▶ _Given records_:
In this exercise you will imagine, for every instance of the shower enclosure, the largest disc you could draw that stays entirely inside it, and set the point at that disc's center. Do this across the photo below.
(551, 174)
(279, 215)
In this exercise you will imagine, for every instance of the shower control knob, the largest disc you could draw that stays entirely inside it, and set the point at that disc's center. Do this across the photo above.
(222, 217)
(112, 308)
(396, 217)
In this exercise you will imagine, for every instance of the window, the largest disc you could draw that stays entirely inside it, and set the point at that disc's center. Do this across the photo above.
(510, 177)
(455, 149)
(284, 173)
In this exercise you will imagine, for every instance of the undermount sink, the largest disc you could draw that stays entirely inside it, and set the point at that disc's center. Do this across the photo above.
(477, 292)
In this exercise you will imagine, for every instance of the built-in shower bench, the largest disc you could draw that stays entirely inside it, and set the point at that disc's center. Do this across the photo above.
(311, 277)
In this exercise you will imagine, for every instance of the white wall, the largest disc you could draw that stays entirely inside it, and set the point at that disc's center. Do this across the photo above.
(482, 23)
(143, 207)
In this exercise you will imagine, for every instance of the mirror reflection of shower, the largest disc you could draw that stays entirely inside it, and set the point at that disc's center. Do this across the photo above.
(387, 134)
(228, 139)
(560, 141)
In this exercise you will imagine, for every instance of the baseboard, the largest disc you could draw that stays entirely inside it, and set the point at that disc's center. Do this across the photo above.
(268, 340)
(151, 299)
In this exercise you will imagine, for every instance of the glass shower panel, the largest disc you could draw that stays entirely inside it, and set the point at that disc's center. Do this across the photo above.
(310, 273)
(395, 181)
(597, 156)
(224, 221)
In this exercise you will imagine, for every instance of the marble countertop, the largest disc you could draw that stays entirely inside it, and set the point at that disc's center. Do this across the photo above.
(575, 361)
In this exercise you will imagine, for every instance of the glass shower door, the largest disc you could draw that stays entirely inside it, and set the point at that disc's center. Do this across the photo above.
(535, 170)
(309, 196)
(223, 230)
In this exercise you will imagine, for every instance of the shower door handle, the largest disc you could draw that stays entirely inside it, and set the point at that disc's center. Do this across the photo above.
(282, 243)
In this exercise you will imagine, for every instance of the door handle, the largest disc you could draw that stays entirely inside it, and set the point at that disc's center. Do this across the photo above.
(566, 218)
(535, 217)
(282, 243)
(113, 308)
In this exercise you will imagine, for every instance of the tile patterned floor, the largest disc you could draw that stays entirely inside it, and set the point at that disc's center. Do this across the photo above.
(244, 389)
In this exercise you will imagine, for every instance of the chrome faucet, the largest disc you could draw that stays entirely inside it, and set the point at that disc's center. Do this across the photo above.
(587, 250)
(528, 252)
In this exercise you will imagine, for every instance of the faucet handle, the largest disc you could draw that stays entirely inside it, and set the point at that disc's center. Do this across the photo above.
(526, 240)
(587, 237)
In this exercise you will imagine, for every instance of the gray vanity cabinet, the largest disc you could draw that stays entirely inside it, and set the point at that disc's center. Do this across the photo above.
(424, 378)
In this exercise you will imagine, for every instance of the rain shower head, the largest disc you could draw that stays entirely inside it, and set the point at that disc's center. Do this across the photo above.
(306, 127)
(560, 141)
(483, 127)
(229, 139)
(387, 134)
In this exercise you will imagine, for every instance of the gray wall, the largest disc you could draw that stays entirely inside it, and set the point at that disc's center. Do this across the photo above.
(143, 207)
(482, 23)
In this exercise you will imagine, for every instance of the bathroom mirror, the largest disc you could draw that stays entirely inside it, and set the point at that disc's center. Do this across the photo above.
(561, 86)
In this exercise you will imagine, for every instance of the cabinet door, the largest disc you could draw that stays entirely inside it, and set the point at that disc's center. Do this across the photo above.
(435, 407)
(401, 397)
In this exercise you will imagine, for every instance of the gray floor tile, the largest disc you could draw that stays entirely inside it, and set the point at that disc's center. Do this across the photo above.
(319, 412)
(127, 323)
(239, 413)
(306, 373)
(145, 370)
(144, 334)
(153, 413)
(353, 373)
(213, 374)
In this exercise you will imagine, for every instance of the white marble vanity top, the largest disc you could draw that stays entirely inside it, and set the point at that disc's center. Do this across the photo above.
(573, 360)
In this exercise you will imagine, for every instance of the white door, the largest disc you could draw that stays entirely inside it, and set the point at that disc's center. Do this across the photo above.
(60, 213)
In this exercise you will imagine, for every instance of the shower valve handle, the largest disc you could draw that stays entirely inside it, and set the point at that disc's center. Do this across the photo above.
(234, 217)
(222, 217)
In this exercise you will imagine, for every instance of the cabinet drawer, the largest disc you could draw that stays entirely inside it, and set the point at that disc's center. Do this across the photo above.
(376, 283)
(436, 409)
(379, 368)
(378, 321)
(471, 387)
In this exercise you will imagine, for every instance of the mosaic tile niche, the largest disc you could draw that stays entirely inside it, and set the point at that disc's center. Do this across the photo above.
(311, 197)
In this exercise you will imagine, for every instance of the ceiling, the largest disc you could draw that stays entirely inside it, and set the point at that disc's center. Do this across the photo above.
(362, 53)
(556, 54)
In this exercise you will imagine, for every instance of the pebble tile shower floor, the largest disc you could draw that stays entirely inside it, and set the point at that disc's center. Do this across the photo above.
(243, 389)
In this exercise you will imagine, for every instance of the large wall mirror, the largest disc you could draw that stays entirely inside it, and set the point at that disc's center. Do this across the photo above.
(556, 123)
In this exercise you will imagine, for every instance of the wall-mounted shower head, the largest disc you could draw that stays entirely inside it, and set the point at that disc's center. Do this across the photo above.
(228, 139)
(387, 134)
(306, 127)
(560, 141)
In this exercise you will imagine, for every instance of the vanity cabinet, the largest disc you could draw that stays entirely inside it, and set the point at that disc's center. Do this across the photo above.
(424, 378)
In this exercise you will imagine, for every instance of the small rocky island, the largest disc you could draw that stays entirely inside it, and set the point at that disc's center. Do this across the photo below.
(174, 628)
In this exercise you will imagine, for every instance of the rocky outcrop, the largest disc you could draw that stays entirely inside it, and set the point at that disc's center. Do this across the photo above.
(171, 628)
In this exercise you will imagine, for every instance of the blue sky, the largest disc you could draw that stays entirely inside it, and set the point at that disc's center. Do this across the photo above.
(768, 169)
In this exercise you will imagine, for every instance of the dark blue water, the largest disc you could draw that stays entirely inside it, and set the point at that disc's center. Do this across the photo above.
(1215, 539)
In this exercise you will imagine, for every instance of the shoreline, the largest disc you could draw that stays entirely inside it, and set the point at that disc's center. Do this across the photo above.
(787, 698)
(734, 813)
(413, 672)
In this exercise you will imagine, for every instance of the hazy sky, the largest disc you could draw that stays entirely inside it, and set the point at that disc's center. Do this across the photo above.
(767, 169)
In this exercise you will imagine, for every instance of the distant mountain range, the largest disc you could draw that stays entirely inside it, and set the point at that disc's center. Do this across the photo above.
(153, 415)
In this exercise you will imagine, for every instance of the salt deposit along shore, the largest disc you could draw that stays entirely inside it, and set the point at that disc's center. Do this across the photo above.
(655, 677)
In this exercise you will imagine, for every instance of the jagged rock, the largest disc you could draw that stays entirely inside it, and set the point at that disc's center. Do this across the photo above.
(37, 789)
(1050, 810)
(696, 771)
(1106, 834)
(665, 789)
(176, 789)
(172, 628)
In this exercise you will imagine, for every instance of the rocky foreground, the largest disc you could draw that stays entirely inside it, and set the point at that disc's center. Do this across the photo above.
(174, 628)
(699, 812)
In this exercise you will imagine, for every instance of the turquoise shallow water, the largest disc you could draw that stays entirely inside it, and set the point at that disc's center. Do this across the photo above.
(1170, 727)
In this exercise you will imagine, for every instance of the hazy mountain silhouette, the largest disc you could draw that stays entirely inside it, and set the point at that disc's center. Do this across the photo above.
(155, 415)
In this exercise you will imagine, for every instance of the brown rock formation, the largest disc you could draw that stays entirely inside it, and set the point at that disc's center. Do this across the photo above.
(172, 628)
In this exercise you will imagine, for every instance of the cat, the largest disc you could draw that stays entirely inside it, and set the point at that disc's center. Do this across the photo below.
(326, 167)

* * *

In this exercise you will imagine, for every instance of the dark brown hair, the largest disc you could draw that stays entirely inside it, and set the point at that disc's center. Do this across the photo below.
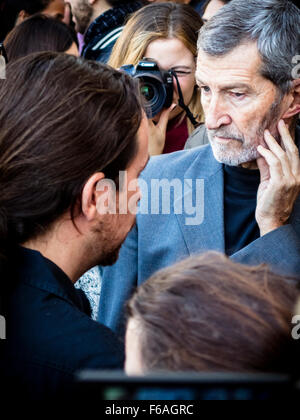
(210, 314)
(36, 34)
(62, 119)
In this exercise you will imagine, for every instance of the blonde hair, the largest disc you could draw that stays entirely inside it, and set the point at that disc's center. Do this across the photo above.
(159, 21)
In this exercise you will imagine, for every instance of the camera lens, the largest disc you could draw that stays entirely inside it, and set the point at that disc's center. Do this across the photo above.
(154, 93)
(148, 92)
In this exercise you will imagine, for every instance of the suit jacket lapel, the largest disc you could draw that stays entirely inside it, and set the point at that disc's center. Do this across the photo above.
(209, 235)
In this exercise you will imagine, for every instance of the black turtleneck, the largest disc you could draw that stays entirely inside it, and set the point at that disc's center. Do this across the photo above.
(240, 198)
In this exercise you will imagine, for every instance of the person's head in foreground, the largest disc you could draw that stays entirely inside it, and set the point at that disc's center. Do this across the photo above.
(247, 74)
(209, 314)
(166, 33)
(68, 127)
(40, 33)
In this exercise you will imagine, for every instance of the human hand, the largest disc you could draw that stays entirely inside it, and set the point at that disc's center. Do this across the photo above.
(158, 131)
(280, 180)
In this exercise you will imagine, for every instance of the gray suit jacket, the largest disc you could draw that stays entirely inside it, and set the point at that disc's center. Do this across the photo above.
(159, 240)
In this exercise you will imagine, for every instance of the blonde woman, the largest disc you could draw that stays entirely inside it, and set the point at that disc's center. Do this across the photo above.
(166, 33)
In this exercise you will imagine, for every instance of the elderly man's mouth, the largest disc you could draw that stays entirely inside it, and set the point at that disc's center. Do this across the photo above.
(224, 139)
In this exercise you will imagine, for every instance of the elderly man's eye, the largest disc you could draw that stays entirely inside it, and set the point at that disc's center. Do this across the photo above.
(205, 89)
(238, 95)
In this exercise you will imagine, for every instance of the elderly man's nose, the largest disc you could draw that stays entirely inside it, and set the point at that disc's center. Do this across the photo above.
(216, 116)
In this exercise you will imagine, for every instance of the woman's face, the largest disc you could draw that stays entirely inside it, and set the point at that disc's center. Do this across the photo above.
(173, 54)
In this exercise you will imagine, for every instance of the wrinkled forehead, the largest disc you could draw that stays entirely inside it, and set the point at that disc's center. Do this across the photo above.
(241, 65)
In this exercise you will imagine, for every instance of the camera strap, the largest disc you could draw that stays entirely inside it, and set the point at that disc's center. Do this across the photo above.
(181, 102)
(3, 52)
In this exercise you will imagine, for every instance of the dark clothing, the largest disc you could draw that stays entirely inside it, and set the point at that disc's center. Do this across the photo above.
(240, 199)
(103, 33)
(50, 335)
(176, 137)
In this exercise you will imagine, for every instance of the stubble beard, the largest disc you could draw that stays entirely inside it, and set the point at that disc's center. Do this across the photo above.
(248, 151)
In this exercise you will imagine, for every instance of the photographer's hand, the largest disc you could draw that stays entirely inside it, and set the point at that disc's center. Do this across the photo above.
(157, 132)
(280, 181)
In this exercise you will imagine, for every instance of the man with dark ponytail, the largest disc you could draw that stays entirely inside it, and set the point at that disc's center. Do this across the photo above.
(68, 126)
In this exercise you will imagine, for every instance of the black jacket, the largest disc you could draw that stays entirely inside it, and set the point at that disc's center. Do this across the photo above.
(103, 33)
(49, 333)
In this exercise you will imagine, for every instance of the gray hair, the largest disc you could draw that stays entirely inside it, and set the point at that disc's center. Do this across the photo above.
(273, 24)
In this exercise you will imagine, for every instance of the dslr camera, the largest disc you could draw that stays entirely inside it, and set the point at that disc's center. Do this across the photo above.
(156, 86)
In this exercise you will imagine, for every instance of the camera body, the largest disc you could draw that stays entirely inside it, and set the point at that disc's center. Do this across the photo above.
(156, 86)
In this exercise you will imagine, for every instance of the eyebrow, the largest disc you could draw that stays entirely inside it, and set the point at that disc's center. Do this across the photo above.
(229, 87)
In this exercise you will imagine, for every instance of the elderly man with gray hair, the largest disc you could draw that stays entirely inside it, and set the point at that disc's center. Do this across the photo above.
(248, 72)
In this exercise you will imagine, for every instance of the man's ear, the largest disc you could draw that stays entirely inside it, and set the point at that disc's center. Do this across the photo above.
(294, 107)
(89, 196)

▶ _Your goal_: List each line of the material above that contains the string "door", copying every such line in full. Treat uppercase and lowercase as different.

▶ _The solution_:
In this exercise you will imagine, for every instance of the glass shower door, the largest disc you could draw that stays entirely inside it, and set the point at that disc's center. Do this across the photo above.
In this exercise you will imagine, for every instance of the shower door handle, the largest disc you could draw that stays entirely inside it, and set the point at that disc's center. Do this across the photo above.
In this exercise you will imagine, for every instance of the door handle, the largest disc you could draw that stays entirely inside it, and set the point at that disc's center. Do this across the photo above.
In this exercise you will imagine, for every instance of the cabinet door, the largest disc you could draw that stays entirely inside it, and set the point at that disc's center. Do this across the photo above.
In this exercise you will imagine, for every instance of the white door, the largest disc you could draw that stays entirely inside it, and set the point at that disc's center. Do this across the photo above.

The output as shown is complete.